Problem description ▸
Can you render every one of the rows below as a Markdown table with two columns, "No." for the row number and "Line" for its text, leaving out any blank lines?

:::::

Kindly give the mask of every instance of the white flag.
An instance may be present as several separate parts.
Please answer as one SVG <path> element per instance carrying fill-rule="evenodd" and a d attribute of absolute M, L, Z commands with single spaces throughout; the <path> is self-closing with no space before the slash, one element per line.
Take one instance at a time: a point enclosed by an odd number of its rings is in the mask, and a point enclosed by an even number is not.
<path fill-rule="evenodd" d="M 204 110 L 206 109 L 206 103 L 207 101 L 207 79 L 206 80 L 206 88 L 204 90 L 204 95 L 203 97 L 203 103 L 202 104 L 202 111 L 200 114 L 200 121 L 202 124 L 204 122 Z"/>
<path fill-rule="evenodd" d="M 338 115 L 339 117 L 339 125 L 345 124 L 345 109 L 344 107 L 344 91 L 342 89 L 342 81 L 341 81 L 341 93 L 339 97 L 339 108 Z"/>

:::::

Exercise output ▸
| No. | Line |
|---|---|
| 1 | Kindly give the mask of every instance of the white flag. |
| 2 | An instance may be present as several separate parts. |
| 3 | Please answer as one SVG <path> element per instance carrying fill-rule="evenodd" and a d attribute of absolute M, L, Z commands with single spaces throughout; the <path> is self-closing with no space before the slash, one element per line. |
| 4 | Take one instance at a time: a point enclosed by an odd number of its rings is in the mask, and a point enclosed by an even number is not. |
| 5 | <path fill-rule="evenodd" d="M 204 110 L 206 109 L 206 103 L 207 101 L 207 79 L 206 80 L 206 88 L 204 90 L 204 95 L 203 97 L 203 103 L 202 104 L 202 111 L 200 114 L 200 121 L 202 124 L 204 122 Z"/> |
| 6 | <path fill-rule="evenodd" d="M 338 115 L 339 117 L 339 125 L 345 124 L 345 109 L 344 107 L 344 91 L 342 89 L 342 81 L 341 81 L 341 93 L 339 97 L 339 108 Z"/> |